Extracted data entries
◇ ◇ ◇ ◇ ◇ ◇ ◇

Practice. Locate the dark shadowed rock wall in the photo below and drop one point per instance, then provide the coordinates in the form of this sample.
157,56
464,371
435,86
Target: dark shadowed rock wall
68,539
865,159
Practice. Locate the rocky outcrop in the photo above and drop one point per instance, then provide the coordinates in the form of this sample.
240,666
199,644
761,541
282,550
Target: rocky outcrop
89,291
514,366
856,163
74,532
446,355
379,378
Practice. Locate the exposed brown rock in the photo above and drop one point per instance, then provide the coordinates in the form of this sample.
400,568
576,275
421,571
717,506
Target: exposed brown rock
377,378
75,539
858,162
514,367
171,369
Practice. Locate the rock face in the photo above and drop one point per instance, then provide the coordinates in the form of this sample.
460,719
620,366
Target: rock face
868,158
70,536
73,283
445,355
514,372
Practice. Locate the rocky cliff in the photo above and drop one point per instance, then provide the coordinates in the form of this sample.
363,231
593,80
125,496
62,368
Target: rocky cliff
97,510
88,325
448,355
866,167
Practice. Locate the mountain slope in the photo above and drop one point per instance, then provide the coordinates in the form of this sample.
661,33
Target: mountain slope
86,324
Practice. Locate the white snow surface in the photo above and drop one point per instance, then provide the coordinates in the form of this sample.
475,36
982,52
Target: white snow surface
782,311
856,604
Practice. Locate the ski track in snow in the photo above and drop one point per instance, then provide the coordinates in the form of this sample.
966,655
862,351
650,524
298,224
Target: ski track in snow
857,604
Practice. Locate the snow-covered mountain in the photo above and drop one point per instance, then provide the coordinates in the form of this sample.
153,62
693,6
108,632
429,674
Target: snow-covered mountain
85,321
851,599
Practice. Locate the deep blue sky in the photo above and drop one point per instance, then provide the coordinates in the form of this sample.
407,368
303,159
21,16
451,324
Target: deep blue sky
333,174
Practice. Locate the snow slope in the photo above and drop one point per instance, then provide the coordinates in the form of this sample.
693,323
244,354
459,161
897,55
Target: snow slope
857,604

◇ ◇ ◇ ◇ ◇ ◇ ◇

=== What to work on ===
Recast the rows from the line containing "Practice. Locate the deep" through the end of the rows as a numbered list, one line per item, leaving out any blank lines.

=== The answer ===
1. Practice. Locate the deep blue sky in the photo above and drop one point per instance, then provide the coordinates in the form of this sample.
2. 407,368
3. 303,159
4. 21,16
5. 451,324
6. Target: deep blue sky
7. 333,174
8. Practice. Locate the snow slope in the photo above and drop one point per instance, then provide the coordinates in the form of this sample.
9. 693,323
10. 244,354
11. 459,161
12. 897,55
13. Target: snow slope
14. 857,604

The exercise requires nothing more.